Instruction: Identify each row below that contains the string "window" and copy those rows out, matching case exactly.

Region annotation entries
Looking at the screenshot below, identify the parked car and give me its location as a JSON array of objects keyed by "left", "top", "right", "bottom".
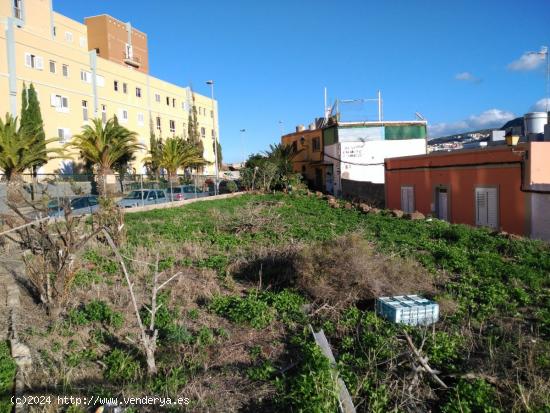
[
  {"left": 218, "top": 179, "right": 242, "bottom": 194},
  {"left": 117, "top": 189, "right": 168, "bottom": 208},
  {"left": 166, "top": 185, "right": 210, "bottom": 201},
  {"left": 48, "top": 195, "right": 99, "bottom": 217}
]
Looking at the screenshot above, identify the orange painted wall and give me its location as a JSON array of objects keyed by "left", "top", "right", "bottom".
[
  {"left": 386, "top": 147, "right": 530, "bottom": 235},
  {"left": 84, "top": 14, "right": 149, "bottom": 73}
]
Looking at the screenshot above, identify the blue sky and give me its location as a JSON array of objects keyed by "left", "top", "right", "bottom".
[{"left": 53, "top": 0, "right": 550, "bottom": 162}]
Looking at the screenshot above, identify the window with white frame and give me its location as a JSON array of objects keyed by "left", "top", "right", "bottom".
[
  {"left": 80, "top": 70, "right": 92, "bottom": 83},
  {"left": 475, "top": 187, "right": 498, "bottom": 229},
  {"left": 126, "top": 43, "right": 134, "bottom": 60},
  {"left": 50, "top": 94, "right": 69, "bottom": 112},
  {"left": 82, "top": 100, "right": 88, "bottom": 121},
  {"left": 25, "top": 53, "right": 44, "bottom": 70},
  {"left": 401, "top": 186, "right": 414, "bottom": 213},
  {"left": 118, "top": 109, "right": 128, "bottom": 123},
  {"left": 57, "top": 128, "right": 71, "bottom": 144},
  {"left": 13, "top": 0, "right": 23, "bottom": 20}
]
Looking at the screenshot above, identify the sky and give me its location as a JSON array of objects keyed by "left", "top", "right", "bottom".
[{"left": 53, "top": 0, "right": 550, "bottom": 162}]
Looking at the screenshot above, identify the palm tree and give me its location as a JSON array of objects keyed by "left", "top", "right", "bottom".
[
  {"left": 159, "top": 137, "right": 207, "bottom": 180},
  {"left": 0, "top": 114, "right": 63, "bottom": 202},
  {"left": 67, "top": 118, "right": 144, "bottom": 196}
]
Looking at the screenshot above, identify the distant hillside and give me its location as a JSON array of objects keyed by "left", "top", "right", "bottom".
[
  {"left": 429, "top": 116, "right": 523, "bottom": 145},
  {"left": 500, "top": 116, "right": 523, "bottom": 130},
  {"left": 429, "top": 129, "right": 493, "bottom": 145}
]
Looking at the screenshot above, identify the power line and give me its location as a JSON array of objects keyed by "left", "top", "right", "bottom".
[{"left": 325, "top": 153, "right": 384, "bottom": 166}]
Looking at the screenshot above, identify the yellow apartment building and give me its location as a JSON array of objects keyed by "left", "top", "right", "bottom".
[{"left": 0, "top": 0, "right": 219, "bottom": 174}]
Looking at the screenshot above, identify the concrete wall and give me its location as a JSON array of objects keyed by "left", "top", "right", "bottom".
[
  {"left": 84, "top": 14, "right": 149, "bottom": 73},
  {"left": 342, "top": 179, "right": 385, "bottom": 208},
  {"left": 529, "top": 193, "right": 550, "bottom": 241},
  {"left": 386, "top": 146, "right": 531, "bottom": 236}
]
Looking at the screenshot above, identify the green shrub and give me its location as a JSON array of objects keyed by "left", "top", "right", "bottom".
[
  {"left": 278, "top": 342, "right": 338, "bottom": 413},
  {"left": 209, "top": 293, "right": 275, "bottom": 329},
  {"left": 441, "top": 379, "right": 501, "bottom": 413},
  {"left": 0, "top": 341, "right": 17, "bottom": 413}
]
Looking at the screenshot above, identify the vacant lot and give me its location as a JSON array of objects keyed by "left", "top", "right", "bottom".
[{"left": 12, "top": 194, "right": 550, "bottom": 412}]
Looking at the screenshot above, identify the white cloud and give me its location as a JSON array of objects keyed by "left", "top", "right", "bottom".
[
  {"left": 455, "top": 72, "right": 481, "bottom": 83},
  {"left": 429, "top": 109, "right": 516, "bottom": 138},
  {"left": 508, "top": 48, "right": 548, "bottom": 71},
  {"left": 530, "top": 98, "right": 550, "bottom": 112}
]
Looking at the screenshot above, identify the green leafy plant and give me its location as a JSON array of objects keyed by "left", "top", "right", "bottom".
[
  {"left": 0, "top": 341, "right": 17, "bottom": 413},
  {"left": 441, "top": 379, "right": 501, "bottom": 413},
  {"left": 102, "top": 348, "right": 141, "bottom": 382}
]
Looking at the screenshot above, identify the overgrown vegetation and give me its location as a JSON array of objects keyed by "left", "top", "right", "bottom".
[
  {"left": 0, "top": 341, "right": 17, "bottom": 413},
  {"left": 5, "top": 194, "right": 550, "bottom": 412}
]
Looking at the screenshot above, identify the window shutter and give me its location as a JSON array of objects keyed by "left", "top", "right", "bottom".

* * *

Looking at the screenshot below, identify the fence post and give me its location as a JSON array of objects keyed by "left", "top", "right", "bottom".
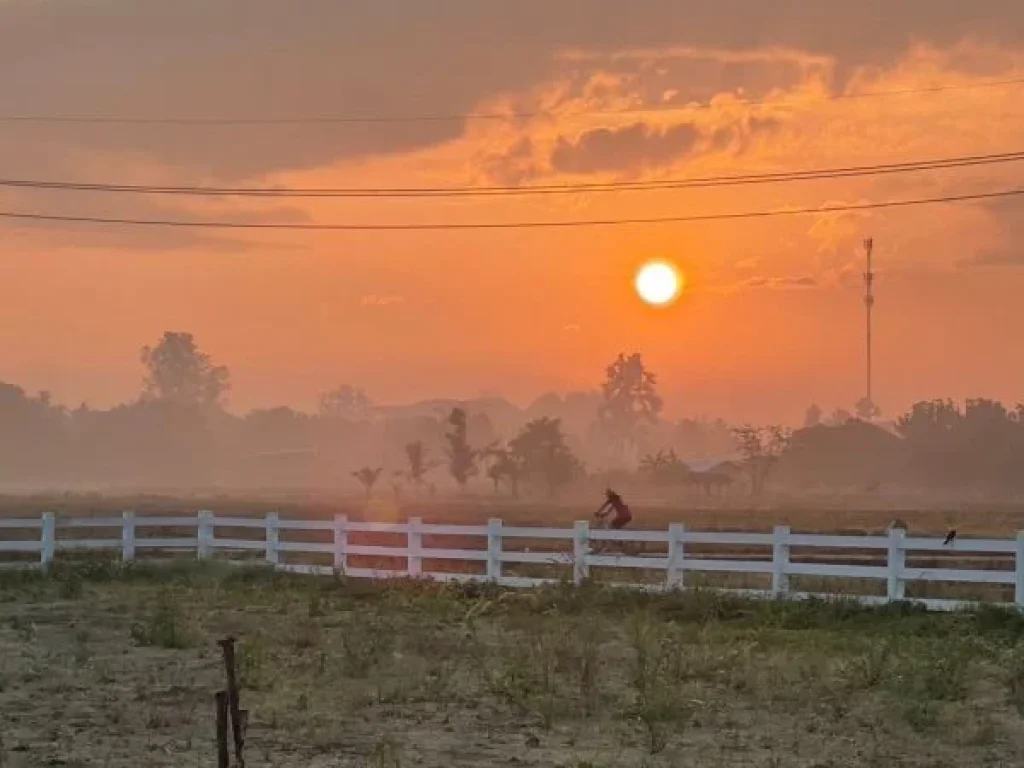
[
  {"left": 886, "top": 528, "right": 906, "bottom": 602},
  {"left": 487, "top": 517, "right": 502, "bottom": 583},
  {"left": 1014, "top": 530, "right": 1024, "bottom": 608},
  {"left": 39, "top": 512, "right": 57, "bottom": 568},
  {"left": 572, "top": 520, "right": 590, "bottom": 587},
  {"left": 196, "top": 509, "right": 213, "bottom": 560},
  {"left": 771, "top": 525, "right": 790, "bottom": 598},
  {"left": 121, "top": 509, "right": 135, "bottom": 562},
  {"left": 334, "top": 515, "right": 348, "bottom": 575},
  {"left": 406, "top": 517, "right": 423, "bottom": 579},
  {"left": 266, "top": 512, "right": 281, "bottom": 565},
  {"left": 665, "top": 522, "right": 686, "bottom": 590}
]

Answer to this problem:
Looking at the screenshot above, identify the window with white frame and give me its location as a JSON array of objects keyed by "left", "top", "right", "bottom".
Looking at the screenshot above, identify the window shutter and give me its location as a JSON array of objects keyed by "left", "top", "right", "bottom".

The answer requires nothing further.